_DATA PROVIDED_:
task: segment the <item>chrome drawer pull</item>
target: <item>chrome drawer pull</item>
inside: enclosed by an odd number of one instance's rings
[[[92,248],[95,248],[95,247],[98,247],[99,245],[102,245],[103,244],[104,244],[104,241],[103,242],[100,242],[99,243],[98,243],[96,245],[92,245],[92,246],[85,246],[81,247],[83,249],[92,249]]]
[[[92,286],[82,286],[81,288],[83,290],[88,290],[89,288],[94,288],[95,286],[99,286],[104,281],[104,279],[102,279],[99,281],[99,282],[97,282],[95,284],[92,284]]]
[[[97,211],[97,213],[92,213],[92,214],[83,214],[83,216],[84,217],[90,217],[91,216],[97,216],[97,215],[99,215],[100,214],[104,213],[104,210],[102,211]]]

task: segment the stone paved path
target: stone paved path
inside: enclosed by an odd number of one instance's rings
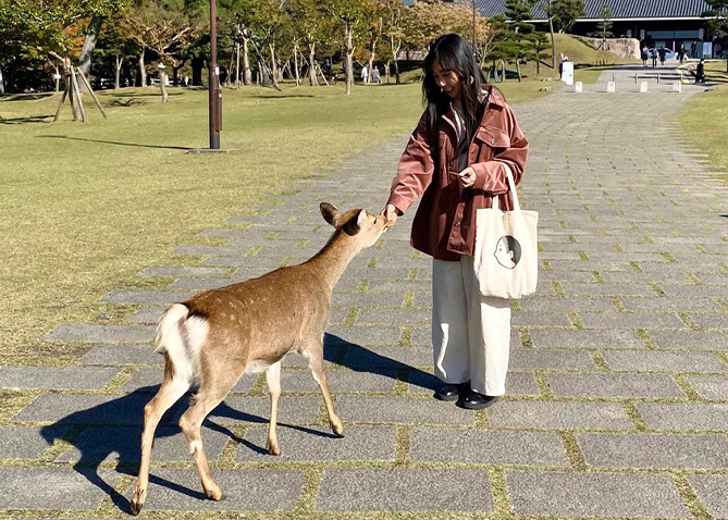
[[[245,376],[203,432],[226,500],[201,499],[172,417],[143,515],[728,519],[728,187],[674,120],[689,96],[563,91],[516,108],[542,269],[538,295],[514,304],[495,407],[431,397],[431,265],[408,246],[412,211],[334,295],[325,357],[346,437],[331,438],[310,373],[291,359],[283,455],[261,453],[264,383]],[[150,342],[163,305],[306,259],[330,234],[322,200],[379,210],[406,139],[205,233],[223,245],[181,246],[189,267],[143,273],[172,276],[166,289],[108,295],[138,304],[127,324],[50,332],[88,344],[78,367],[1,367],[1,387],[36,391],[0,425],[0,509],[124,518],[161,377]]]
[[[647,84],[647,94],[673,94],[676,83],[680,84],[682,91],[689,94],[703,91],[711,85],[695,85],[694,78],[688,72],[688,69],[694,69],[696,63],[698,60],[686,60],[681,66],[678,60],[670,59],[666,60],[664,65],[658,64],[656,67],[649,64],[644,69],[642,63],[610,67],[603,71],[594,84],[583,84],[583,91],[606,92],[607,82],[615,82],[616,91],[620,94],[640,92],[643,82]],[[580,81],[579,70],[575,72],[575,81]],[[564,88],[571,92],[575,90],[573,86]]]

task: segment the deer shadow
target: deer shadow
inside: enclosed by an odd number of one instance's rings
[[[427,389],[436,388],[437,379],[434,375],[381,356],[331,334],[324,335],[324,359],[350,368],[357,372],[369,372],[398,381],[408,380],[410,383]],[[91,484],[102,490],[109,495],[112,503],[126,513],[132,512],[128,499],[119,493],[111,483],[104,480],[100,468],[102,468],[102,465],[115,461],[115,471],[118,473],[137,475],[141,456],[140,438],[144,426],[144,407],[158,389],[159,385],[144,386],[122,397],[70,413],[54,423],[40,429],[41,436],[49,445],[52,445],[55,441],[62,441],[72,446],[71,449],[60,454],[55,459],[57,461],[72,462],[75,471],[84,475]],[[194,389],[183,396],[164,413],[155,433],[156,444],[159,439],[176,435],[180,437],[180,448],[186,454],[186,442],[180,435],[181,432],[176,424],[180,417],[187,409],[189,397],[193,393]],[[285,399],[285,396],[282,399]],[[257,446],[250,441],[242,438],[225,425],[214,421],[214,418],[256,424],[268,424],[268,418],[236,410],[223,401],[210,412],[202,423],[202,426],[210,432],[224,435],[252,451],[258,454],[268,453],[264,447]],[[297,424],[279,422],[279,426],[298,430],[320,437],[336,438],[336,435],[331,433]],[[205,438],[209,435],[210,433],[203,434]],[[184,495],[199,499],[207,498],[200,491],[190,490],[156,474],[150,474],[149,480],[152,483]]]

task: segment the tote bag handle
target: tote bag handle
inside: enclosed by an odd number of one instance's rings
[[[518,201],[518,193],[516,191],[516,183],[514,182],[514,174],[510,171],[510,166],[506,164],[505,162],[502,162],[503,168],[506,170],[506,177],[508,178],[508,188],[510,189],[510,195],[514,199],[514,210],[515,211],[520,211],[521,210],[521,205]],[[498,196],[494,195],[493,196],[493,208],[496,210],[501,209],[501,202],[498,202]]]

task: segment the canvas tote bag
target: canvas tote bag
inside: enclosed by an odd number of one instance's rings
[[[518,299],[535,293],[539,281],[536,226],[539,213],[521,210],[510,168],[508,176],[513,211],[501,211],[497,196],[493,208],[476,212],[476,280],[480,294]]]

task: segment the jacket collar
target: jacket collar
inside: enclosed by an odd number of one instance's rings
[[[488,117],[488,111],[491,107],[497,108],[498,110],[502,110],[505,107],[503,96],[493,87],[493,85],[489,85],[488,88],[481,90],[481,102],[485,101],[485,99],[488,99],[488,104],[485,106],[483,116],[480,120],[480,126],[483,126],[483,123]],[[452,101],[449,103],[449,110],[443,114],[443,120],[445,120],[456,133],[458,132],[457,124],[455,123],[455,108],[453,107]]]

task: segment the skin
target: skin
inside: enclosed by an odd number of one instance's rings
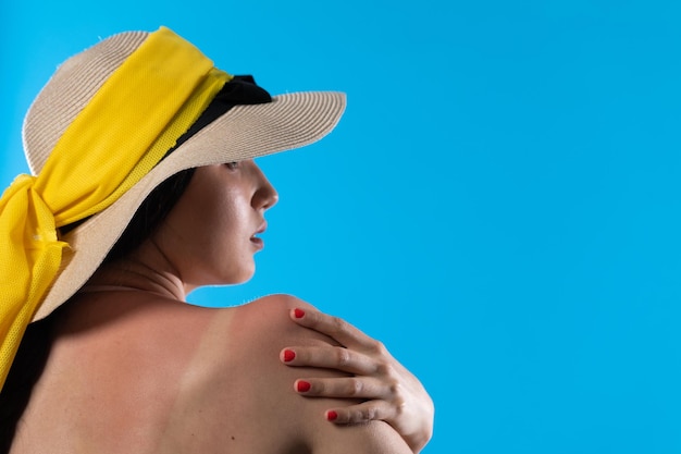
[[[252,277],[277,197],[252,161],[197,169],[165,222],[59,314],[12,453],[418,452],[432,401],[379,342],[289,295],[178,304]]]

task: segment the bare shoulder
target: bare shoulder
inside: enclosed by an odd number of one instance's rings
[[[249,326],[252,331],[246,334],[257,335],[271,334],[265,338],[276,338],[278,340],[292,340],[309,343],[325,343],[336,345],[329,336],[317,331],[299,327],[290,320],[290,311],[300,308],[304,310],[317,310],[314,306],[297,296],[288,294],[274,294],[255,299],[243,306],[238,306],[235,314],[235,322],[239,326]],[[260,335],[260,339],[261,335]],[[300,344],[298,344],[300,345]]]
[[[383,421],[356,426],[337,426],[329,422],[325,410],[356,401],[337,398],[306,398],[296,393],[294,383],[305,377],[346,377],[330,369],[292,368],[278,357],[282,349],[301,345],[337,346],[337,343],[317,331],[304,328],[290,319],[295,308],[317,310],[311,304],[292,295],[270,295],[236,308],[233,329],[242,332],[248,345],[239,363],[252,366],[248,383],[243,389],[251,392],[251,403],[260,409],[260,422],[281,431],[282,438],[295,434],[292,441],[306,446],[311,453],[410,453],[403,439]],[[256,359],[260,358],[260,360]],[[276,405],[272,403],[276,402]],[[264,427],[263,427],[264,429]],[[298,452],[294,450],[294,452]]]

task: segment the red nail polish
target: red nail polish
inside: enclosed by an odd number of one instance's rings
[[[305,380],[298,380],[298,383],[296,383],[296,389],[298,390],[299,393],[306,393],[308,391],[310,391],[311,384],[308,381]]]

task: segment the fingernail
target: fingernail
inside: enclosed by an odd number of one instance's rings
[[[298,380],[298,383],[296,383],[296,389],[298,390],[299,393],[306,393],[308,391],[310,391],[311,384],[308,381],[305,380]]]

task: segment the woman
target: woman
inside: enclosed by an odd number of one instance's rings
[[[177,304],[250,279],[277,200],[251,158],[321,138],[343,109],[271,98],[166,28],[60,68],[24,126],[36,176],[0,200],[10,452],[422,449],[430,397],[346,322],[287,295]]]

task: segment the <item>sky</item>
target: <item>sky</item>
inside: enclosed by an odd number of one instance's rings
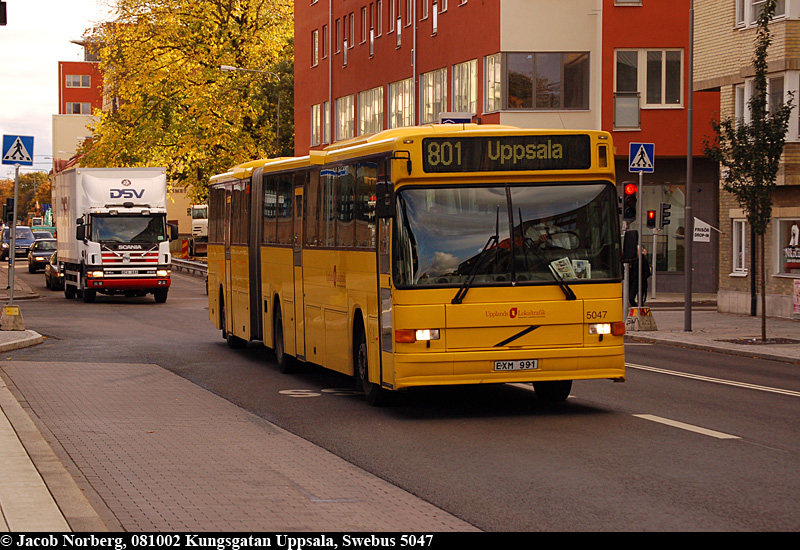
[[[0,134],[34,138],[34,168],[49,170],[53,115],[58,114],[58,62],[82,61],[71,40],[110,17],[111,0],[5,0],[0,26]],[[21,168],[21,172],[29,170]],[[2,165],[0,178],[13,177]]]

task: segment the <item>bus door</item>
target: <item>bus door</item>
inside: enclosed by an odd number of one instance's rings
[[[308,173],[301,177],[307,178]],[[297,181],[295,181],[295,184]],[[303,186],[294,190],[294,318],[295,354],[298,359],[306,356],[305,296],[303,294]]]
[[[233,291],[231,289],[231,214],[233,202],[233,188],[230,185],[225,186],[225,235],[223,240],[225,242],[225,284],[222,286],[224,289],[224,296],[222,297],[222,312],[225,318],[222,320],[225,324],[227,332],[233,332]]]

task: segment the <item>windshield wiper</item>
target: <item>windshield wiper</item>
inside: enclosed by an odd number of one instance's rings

_WORK TO DO_: Print the data without changes, starting at the line that contains "task: segment the woman" and continuing through the end of the data, with both ends included. Leave the pictures out of what you print.

_TASK SOLUTION_:
task: segment the woman
target: woman
inside: enclosed by an odd number of one instance's rings
[[[177,304],[250,279],[277,200],[251,158],[321,138],[343,109],[271,98],[166,28],[60,68],[24,126],[36,176],[0,200],[10,452],[422,449],[430,397],[346,322],[287,295]]]

task: segment the <item>sky</item>
target: <item>sky</item>
inside: enclosed by an odd number of one instance's rings
[[[0,134],[34,138],[34,168],[49,170],[53,115],[58,114],[58,62],[82,61],[71,40],[110,17],[111,0],[5,0],[0,26]],[[21,168],[21,172],[29,170]],[[2,165],[0,178],[13,177]]]

task: segment the <item>bus door</item>
target: <item>bus door</item>
inside: enclosed by an odd number of one instance's rings
[[[308,173],[301,177],[307,178]],[[297,181],[295,181],[295,184]],[[303,186],[294,190],[294,318],[295,354],[298,359],[306,356],[305,296],[303,294]]]
[[[233,291],[231,289],[231,214],[233,202],[233,188],[230,185],[225,186],[225,235],[223,240],[225,242],[225,284],[222,286],[224,289],[224,296],[222,297],[222,312],[225,318],[222,320],[225,324],[227,332],[233,332]]]

task: segment the <item>windshield wiper</item>
target: <item>windshield wiper</item>
inside: enclosed by an odd number of one instance's rings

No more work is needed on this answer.